**EXERCISE**
List every line of the listing below that contains the string "reflection", matching case exactly.

**DATASET ROWS**
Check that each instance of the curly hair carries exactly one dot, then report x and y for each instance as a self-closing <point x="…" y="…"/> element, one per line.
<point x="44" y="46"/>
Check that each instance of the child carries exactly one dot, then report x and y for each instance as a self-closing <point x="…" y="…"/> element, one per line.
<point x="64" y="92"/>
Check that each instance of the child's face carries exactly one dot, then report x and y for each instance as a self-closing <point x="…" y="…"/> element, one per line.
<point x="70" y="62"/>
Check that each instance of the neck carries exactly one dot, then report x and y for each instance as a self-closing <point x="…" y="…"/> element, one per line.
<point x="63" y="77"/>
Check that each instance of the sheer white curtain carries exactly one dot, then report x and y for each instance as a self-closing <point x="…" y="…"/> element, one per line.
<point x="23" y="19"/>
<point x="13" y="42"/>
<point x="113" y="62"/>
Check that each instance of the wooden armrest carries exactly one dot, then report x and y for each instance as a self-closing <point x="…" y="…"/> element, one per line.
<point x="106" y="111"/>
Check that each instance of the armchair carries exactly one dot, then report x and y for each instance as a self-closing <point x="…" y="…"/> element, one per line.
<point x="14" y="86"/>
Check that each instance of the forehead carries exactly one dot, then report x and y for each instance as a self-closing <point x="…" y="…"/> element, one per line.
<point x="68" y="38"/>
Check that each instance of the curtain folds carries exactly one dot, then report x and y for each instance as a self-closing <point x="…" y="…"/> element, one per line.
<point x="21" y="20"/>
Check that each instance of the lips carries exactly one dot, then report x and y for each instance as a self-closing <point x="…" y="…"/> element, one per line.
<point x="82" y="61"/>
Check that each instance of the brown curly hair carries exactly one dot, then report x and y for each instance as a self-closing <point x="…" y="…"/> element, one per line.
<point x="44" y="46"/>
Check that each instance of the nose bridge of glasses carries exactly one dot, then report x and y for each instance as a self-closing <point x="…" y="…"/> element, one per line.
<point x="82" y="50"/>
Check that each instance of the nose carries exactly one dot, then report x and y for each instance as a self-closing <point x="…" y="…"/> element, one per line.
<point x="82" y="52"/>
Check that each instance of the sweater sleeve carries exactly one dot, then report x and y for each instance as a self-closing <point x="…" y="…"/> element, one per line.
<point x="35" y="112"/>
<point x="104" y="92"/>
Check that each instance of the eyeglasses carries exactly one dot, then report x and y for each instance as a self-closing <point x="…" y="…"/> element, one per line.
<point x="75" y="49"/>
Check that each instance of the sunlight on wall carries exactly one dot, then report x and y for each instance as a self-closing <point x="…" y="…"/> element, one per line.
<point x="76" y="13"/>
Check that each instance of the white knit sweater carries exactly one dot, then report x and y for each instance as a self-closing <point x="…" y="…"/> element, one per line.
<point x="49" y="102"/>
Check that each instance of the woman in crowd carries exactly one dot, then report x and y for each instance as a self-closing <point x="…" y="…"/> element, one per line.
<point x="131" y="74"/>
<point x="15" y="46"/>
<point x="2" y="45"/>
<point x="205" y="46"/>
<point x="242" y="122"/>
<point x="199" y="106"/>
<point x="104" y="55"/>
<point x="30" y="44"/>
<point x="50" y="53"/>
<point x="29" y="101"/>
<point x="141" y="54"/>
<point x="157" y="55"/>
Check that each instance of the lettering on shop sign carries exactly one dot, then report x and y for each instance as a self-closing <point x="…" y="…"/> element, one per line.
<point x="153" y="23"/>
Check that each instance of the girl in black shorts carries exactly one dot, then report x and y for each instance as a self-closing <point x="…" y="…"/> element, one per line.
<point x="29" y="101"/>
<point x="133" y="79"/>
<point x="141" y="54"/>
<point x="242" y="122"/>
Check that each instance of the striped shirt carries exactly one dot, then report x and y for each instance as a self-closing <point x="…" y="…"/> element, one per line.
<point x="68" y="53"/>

--

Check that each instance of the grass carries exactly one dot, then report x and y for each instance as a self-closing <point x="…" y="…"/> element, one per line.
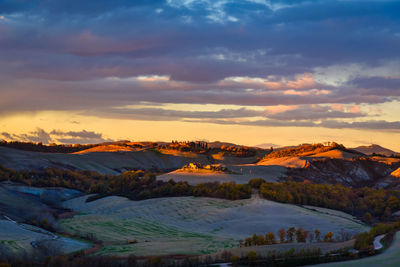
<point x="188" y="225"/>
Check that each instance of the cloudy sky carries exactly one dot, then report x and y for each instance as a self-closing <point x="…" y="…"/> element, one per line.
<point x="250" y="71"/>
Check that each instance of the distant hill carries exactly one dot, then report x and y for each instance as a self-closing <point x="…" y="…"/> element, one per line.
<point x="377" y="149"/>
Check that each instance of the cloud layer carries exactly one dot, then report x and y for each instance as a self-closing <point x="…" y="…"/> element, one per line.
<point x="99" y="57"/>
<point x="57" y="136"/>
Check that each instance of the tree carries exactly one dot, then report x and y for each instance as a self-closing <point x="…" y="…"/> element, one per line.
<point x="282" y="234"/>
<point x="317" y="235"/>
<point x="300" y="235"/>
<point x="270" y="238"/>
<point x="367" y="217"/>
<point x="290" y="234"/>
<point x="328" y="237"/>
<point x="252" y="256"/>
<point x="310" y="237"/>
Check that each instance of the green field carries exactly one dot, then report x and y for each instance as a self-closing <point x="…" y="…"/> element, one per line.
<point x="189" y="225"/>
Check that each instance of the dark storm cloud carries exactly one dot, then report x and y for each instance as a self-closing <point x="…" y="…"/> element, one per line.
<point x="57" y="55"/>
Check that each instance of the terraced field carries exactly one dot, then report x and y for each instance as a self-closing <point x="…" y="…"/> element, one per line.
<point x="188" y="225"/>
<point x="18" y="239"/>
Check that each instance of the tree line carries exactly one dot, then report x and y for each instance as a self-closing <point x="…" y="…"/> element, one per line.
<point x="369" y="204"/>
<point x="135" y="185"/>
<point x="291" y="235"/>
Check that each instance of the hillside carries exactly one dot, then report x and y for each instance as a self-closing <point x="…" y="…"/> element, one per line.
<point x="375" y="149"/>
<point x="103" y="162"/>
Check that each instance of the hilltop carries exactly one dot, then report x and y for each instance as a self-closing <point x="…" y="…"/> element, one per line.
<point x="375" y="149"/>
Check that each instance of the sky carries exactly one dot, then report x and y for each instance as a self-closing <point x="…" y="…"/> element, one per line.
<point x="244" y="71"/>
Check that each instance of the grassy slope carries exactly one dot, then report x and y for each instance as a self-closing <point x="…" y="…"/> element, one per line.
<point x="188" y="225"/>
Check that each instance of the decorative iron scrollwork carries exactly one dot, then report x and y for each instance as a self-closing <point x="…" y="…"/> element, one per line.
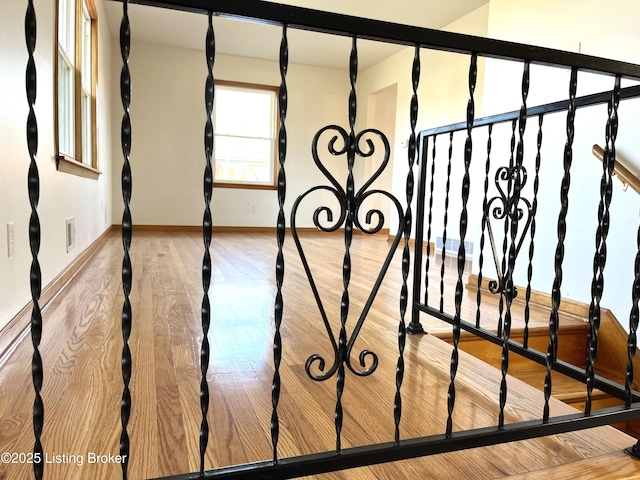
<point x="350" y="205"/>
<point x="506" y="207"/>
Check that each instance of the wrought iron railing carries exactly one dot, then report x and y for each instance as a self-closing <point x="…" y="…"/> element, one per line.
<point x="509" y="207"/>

...

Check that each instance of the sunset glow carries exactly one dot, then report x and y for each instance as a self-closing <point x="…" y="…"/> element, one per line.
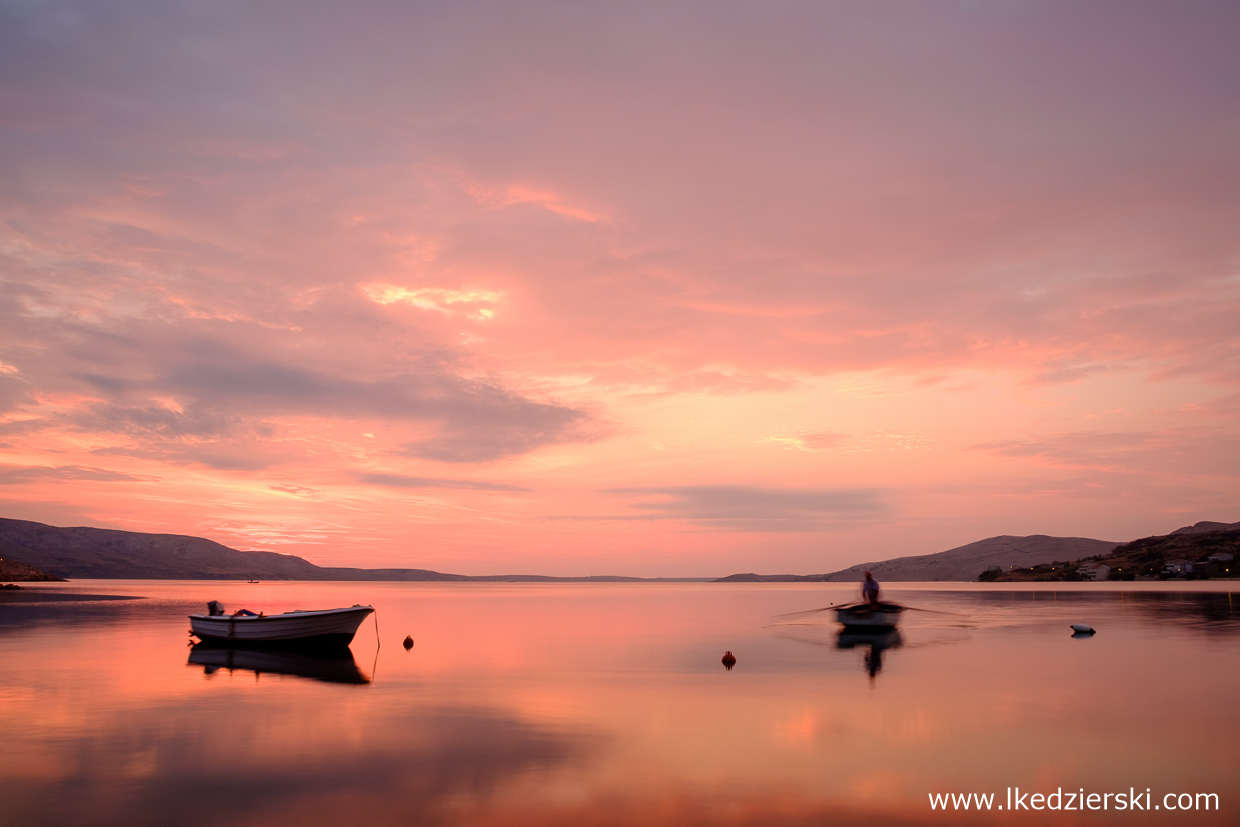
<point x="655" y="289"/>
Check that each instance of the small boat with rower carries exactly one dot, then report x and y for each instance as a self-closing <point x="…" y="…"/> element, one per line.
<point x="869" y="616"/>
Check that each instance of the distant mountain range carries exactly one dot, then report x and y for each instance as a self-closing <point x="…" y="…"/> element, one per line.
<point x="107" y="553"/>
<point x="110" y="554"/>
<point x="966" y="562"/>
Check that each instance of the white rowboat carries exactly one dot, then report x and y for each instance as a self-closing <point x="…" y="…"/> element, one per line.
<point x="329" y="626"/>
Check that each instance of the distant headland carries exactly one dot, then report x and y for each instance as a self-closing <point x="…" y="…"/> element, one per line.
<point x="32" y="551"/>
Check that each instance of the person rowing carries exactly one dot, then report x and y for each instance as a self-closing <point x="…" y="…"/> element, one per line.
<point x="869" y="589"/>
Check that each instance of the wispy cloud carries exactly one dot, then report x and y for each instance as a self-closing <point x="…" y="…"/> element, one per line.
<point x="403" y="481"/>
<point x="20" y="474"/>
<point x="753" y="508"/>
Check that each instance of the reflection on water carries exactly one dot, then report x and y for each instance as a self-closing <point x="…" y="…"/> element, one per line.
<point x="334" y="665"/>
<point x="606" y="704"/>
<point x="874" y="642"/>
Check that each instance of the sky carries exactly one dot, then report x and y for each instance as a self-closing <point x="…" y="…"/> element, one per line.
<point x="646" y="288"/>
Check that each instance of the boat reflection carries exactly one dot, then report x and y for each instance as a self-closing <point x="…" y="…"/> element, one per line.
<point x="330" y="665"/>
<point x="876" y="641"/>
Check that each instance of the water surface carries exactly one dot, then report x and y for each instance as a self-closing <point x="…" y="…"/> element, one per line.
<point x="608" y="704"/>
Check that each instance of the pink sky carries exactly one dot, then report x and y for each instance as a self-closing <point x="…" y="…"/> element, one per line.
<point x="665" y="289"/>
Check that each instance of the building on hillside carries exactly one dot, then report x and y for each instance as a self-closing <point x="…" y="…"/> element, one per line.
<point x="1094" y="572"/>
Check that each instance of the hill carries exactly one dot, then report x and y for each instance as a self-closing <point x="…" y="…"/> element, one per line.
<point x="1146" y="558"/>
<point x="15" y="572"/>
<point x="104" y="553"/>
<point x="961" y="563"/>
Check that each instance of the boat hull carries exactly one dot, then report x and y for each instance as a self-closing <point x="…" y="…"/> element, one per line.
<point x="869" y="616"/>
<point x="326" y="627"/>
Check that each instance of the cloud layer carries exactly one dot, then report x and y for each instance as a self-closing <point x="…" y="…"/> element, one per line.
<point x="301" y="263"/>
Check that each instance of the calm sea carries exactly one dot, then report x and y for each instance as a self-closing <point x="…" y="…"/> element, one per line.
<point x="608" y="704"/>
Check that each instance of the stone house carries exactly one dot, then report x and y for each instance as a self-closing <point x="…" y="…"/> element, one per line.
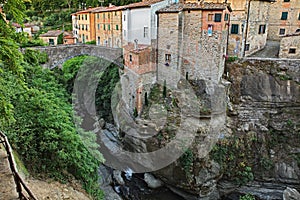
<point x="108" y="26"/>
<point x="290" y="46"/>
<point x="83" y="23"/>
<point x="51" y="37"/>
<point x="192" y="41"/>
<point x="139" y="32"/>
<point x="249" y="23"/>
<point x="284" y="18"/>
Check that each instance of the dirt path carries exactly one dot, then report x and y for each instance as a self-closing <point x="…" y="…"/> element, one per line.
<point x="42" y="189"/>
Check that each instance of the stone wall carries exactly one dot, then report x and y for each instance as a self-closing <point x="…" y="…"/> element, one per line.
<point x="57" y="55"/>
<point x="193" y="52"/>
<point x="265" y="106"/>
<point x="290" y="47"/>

**WORKED SOLUTION**
Check that each instance of the reflection on water carries exactly one dot, then report x and y for each instance as a self-closing <point x="…" y="…"/> element, one per line.
Check that each instance of the boat reflection carries exactly one dot, then report x and y for each instance as a self-closing <point x="…" y="…"/> element, one per line.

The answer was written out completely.